■ **MATERIAL**

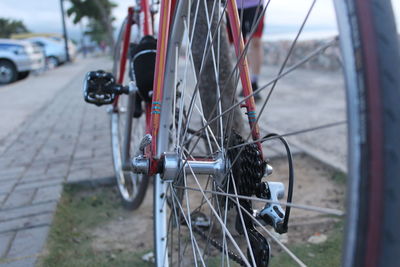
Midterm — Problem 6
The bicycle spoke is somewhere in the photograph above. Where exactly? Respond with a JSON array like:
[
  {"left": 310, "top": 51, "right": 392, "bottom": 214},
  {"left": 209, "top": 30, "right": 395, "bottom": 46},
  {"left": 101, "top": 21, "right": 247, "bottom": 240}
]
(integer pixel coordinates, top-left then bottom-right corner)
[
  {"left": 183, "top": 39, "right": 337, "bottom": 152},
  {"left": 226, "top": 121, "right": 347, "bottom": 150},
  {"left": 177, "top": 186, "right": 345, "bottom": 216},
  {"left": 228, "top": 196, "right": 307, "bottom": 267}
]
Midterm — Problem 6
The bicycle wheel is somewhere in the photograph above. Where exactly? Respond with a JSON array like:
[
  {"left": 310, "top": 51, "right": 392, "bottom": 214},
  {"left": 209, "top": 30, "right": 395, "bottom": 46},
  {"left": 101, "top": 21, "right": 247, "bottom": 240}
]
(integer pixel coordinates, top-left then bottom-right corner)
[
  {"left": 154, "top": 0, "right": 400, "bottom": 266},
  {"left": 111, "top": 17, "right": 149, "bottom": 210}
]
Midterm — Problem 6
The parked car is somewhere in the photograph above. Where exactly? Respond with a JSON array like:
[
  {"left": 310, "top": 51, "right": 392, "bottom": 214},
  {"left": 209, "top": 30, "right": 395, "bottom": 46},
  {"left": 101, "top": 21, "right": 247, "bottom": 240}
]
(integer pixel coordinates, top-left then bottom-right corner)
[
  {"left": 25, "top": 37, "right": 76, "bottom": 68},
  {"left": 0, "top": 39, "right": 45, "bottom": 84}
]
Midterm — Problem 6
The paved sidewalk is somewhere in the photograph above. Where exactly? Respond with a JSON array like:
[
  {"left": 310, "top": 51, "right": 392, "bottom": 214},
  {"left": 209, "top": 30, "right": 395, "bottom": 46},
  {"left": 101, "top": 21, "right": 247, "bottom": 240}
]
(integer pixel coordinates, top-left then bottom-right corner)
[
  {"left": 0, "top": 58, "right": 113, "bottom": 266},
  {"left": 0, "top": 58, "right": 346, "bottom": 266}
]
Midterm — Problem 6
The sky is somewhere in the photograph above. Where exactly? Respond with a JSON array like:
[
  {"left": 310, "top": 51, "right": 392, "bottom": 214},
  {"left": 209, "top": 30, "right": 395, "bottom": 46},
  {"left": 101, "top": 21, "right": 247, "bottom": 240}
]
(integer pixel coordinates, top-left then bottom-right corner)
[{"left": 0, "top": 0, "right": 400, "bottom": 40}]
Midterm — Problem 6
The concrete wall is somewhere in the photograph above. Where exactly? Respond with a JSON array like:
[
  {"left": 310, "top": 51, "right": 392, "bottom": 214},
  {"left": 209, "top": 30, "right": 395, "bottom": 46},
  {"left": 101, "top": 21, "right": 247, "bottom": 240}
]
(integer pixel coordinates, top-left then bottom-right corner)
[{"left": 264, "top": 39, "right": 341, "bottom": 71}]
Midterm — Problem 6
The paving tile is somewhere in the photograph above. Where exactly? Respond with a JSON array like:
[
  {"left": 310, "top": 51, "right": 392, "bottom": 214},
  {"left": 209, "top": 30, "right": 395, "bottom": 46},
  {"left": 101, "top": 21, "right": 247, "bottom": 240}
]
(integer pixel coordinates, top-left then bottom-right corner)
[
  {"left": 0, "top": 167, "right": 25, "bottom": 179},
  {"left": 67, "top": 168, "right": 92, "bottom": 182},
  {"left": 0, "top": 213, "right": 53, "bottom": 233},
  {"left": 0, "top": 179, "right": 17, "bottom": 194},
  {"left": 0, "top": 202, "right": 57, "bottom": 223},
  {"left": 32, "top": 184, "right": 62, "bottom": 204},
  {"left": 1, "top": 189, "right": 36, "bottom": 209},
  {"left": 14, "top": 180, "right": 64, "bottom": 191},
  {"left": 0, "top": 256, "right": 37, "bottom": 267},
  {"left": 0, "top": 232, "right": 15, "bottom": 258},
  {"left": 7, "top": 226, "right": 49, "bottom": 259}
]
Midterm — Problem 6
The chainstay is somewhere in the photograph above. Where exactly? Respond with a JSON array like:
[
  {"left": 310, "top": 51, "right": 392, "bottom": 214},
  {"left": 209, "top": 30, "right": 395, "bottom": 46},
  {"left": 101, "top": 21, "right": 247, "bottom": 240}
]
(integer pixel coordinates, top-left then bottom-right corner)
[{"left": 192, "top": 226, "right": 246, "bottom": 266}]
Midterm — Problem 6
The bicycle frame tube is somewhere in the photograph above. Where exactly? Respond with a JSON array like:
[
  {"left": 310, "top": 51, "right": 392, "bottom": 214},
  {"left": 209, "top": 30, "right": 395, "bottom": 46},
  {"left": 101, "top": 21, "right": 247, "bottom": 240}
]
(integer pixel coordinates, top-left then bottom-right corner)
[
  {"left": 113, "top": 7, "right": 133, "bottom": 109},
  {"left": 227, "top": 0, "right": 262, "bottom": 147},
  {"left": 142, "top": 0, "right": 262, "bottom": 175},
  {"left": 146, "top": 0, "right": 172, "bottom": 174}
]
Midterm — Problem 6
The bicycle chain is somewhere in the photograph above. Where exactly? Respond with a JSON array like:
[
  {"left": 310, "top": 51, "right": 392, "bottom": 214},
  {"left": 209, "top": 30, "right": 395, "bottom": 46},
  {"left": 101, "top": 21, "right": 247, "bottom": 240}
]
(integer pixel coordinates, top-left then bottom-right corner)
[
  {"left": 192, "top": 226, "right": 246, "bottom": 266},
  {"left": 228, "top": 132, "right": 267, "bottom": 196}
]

■ **TASK INSTRUCTIONS**
Copy out, in full, each line of the rows above that contains the word "bicycle".

■ **RESPONSE TO THIS TASK**
The bicycle spoke is somewhere in the photograph above. Where exactly? Respond with a JSON array like:
The bicycle wheel is somewhere in the photograph above. Where exactly? Respond with a JSON array like:
The bicycle frame tube is somewhere in the photograph above. Where exactly? Respond with a JSON array like:
The bicycle chain is somewhere in the photograph above. Where exactly? Respond with a JSON array like:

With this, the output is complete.